-------- Entries

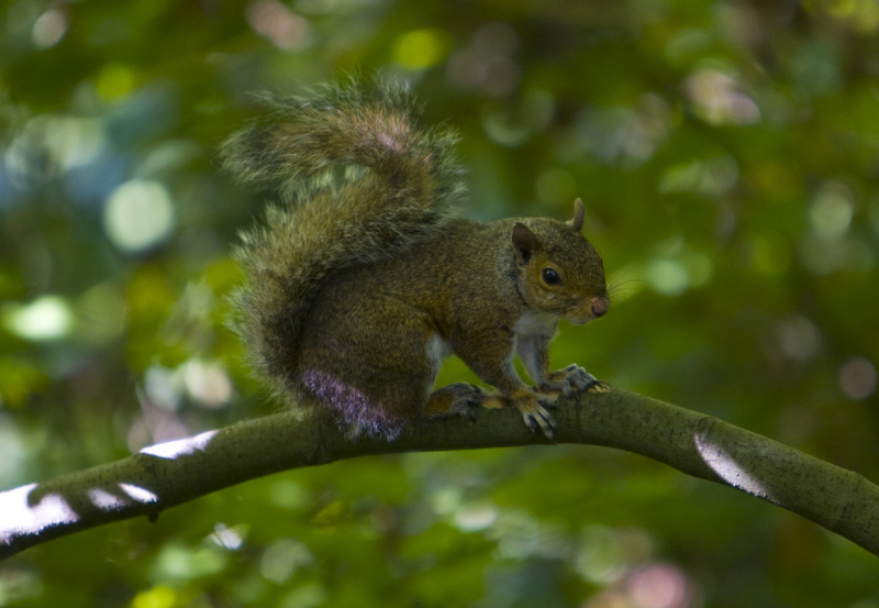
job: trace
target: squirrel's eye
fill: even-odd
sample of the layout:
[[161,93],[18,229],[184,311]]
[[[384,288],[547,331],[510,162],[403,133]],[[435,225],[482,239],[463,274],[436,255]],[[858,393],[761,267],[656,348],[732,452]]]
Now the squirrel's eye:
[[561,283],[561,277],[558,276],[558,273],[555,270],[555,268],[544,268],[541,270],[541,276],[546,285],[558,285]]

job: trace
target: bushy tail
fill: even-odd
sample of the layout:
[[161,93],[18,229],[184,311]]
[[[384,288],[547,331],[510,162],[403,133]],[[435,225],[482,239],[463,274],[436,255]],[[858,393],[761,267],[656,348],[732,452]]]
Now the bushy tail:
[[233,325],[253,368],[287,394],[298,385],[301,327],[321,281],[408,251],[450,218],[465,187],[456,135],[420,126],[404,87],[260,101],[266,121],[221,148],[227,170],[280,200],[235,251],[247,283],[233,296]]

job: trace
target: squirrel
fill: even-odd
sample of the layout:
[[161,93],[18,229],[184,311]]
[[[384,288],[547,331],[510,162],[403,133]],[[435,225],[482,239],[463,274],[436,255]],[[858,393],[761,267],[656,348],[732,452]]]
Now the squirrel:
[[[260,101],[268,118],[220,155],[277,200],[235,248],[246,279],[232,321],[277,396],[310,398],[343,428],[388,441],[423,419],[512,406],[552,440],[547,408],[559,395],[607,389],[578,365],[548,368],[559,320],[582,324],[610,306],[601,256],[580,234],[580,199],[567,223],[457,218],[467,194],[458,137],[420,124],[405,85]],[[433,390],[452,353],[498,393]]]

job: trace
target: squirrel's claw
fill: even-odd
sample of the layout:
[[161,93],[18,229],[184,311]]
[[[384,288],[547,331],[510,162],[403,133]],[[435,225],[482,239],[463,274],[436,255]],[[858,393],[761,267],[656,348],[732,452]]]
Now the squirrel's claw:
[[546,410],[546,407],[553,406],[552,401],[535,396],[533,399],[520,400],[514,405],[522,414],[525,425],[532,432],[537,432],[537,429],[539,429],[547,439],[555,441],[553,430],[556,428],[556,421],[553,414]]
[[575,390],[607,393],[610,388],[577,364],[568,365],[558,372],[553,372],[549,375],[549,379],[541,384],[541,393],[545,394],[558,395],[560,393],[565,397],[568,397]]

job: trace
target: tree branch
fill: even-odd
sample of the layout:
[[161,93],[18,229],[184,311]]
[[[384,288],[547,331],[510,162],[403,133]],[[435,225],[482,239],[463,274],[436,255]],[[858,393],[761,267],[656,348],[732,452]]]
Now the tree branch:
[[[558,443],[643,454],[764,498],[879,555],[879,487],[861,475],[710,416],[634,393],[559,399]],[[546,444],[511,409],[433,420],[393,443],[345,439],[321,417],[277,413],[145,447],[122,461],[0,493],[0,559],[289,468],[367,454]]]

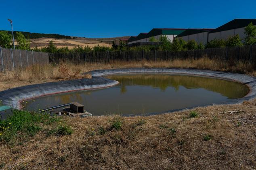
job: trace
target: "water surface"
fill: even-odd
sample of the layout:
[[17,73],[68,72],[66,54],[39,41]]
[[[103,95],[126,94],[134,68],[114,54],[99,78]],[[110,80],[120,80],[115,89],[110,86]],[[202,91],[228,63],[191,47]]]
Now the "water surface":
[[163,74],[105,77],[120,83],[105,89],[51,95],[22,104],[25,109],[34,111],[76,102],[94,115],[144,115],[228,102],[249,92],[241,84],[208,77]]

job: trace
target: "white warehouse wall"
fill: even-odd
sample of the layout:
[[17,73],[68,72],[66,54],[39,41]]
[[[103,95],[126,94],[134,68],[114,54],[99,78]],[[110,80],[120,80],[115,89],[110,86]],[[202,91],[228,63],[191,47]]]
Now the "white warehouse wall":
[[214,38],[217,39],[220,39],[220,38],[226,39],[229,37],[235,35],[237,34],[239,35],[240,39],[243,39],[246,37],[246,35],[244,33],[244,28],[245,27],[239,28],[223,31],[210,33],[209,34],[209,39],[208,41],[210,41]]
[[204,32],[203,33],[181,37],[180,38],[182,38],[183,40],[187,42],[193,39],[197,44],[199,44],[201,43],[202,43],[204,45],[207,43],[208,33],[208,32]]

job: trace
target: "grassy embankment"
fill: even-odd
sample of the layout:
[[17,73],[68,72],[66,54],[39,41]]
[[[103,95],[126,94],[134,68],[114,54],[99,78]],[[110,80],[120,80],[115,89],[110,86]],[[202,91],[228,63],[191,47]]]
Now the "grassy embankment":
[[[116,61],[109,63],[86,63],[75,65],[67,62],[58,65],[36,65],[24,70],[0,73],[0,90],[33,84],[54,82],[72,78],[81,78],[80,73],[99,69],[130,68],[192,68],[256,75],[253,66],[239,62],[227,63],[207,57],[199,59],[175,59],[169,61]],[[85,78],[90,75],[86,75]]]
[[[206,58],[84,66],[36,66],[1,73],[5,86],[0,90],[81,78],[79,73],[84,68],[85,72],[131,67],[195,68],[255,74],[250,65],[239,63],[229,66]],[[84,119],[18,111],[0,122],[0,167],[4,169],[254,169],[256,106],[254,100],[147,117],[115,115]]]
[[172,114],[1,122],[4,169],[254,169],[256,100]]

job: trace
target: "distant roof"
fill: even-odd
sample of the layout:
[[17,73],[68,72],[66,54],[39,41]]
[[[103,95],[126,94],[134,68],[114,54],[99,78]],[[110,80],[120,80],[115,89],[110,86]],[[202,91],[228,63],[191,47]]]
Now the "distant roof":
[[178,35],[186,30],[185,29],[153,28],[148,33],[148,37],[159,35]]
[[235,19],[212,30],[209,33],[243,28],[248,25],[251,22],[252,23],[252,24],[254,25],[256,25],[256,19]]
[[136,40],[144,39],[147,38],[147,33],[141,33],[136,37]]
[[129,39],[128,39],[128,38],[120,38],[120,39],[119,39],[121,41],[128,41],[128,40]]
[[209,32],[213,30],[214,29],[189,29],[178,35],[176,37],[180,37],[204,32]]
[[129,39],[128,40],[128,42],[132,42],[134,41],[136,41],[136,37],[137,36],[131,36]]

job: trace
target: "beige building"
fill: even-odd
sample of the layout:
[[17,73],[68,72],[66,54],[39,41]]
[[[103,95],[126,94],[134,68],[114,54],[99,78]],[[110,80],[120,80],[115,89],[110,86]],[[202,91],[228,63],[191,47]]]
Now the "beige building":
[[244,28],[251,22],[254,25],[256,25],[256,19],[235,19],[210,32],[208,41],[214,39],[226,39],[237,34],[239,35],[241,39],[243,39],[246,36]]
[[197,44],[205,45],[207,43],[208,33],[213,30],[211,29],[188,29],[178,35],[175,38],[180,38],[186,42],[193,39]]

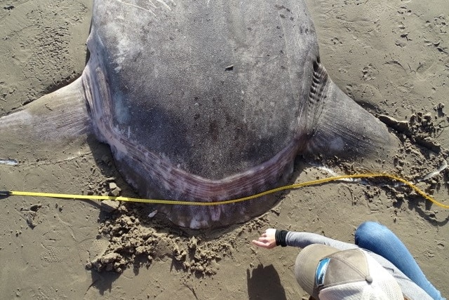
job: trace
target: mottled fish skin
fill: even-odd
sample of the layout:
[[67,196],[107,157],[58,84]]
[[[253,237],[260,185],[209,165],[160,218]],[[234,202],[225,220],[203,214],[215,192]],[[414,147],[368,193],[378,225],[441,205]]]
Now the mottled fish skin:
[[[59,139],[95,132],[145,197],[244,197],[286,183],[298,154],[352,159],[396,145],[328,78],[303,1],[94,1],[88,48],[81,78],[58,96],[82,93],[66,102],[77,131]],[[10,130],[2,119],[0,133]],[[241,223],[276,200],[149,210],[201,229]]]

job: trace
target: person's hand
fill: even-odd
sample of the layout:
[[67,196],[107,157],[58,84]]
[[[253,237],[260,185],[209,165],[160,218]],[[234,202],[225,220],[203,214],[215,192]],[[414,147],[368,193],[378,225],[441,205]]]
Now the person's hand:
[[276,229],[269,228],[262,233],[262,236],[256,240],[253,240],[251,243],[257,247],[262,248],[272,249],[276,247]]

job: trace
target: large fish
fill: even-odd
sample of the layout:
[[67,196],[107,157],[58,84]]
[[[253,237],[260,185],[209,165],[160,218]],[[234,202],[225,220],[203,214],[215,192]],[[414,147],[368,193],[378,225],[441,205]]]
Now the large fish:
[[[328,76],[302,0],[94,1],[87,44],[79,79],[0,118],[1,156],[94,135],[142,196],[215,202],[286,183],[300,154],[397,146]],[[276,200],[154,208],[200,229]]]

----------------

▶ [Exercise goal]:
Filter the material above and copy every line that contains the word "large", treating uppercase and lowercase as different.

▶ [Complete response]:
target: large fish
Now the large fish:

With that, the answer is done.